Study text >>
Gut Check

Gut Check

Important Gut Bacteria You've Never Heard Of

What a massive new study tells us about the 60% of your gut nobody has studied

Holistic Nick's avatar
Holistic Nick
May 15, 2026
∙ Paid

Disclaimer: I’m not a medical doctor. This is not medical advice and is for informational purposes only. Everything shared here is based on my personal experience. Always do your own research and consult a qualified practitioner before making changes to your own routine.

Your microbiome is one of the most important factors in your digestive health. And it’s not just digestive health. Immune function, mental health, hormonal balance, skin, energy, metabolism and much more.

Your microbiome houses trillions of bacteria, fungi, viruses and other microbes. This ecosystem does way more than just help you digest food.

It produces short-chain fatty acids that fuel the cells lining your intestine. It synthesizes vitamins your body can’t make on its own. It trains your immune system to distinguish between a harmless food components and an actual pathogen. It produces and is involved in regulating neurotransmitters like serotonin. Roughly 70-80% of your immune cells live in and around your gut and the microbiome is constantly communicating with it.

When the microbiome is balanced and diverse, it helps these systems run smoothly. When it’s disrupted, things unravel both in and outside of the gut.

This is why so many chronic health issues that seem unrelated to digestion (brain fog, skin conditions, hormonal dysfunction, autoimmune flares, chronic fatigue) are often tied into gut health in one way or another.

Most people don’t understand this. And because they don’t, they spend years chasing individual symptoms without ever addressing what’s quietly driving them.

A massive amount of research over the past two decades has focused on the microbiome for exactly this reason. We know it matters. We know disrupting it has consequences. We know that restoring it can resolve or help resolve conditions that nothing else touched.

But here’s what a study published earlier this year made very clear: we are still in the early chapters of fully understanding the gut microbiome.

There are likely many important players involved here that we still know almost nothing about.

60% of Your Gut Has Never Been Studied

For most of the history of microbiology, the only way to study bacteria was to grow them in a lab. You take a sample, put it in a petri dish, give it fuel it needs to survive, control the temperature and wait.

Whatever grows, you can study deeper. Whatever doesn’t, you can’t (at least not to the same extent).

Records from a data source

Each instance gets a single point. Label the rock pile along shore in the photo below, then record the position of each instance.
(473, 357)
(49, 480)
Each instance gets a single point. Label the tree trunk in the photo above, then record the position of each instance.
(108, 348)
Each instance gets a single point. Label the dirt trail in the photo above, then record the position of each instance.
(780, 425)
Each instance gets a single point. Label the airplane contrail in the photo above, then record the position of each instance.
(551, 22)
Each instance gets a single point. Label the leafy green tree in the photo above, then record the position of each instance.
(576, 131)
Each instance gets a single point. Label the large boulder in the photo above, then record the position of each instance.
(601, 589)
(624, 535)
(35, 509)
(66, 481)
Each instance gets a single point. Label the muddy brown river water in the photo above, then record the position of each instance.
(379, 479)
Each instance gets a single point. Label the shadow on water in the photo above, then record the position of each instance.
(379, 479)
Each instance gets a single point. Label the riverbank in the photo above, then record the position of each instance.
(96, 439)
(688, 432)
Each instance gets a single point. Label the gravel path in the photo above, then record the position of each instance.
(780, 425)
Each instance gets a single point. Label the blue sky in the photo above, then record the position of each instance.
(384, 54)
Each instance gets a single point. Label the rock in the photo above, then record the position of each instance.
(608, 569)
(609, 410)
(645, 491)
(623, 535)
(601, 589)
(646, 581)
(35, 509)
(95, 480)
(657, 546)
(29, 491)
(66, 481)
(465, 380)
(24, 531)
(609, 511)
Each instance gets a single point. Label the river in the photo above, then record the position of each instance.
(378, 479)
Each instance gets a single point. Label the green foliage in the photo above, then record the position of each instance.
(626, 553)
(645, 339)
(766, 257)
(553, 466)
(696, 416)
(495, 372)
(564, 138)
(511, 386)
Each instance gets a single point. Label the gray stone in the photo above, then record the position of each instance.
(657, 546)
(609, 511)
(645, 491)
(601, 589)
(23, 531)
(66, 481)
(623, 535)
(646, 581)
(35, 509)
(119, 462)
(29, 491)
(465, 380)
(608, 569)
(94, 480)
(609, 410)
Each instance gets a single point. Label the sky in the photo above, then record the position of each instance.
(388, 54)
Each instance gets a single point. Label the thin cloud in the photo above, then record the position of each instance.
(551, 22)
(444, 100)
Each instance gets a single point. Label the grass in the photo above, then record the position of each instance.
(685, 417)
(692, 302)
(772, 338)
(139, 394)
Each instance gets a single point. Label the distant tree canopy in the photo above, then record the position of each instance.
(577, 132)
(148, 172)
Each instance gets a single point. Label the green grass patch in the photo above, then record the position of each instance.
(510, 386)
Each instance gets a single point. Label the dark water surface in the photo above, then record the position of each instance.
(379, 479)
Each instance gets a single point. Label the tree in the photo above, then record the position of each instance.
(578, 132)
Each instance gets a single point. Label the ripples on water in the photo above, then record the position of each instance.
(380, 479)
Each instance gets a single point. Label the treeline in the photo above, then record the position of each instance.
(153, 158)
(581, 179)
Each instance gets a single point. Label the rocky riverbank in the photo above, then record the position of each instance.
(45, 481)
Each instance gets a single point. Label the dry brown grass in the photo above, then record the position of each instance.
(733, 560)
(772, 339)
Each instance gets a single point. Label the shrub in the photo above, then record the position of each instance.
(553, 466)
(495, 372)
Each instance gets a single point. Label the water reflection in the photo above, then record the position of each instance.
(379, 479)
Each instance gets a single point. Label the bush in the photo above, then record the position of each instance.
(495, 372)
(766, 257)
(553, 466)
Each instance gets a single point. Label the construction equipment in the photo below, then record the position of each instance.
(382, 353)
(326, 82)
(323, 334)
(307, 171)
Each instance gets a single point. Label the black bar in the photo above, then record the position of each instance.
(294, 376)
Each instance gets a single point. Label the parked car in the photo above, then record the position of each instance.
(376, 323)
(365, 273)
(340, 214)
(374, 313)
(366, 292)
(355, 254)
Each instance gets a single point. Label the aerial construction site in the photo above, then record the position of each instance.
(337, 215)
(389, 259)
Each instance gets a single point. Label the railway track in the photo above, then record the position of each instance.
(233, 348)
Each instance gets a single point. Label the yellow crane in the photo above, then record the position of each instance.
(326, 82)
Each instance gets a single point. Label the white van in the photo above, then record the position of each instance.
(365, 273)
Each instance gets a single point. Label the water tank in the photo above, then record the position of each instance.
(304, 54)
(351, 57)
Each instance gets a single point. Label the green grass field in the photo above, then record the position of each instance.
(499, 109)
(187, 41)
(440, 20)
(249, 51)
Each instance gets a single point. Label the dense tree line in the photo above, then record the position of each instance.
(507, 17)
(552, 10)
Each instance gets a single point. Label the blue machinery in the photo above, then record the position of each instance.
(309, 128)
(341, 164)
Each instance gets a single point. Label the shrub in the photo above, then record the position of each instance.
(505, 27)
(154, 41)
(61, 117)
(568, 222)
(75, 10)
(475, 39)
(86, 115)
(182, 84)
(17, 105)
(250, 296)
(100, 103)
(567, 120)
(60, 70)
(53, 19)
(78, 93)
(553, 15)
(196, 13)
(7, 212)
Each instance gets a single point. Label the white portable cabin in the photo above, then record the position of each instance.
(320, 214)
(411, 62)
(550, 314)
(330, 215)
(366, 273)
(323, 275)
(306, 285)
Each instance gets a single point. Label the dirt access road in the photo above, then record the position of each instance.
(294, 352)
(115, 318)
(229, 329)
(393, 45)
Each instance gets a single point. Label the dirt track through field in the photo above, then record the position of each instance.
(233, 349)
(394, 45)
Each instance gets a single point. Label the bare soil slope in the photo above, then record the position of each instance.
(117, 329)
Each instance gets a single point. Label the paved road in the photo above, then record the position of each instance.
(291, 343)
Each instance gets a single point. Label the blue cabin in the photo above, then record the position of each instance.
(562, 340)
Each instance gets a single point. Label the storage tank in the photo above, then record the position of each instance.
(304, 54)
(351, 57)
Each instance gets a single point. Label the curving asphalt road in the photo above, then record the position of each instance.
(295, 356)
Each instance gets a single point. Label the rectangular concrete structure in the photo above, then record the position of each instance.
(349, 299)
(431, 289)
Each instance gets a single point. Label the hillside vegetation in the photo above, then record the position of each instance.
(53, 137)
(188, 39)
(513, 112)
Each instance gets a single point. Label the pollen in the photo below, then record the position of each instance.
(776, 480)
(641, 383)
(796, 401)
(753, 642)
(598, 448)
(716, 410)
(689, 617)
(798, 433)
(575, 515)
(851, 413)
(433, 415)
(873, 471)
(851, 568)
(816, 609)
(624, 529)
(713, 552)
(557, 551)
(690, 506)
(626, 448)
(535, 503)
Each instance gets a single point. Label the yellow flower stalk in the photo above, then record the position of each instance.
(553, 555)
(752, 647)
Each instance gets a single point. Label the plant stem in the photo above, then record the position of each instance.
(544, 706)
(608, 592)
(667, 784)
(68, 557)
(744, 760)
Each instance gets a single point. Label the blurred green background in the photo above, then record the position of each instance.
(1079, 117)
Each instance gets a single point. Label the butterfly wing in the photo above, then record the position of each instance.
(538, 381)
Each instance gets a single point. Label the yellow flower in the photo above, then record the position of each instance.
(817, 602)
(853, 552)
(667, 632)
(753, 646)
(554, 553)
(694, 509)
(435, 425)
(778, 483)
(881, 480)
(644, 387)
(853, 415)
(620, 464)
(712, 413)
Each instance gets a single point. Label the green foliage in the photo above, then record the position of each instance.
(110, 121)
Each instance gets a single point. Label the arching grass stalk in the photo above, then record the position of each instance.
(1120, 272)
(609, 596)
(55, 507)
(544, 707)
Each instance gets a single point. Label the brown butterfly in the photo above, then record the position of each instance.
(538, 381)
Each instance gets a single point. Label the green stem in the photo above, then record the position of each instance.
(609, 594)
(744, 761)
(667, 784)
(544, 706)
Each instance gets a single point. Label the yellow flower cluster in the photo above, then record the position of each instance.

Problems and tasks >>
a - According to the article on gut bacteria, roughly what share of your immune cells live in and around your gut?
b - Reproduce the stretch of the article on gut bacteria from "But here’s what" through "temperature and wait.".
c - Pick up the article on gut bacteria after its final sentence and continue it.

Answers in order >>
a - Roughly 70-80%.

b -
But here’s what a study published earlier this year made very clear: we are still in the early chapters of fully understanding the gut microbiome.

There are likely many important players involved here that we still know almost nothing about.

60% of Your Gut Has Never Been Studied

For most of the history of microbiology, the only way to study bacteria was to grow them in a lab. You take a sample, put it in a petri dish, give it fuel it needs to survive, control the temperature and wait.

c -
The problem is that over 60% of the bacteria living in your gut have never been successfully grown in a lab. The majority of gut bacteria are obligate anaerobes, meaning they can’t grow or reproduce when they’re exposed to conditions outside the gut.

Many of these microbes require extremely specific conditions to survive: precise pH, the right temperature, cross-feeding and relationships with other bacteria that we can't replicate in a lab.

That means for decades, the only gut bacteria we could study in any depth were the ones we could grow in a dish. The majority of the microbiome was essentially unkown to us.

Think about that for a second. We’ve built an entire field of probiotic supplements, microbiome testing and gut health protocols around the 40% of bacteria we can legitimately study. The other 60% has largely been a black box.

This started to change with testing methods like metagenomics. Instead of trying to grow bacteria, you extract the DNA from a stool sample and sequence it.

Every organism in there, living or dead, culturable or not, leaves a genetic fingerprint. Metagenomics reads those fingerprints.

A quick note here because I get a ton of questions about this: metagenomics and qPCR (which is the technology behind the GI-MAP and the preferred method in many cases) are different tools for different jobs.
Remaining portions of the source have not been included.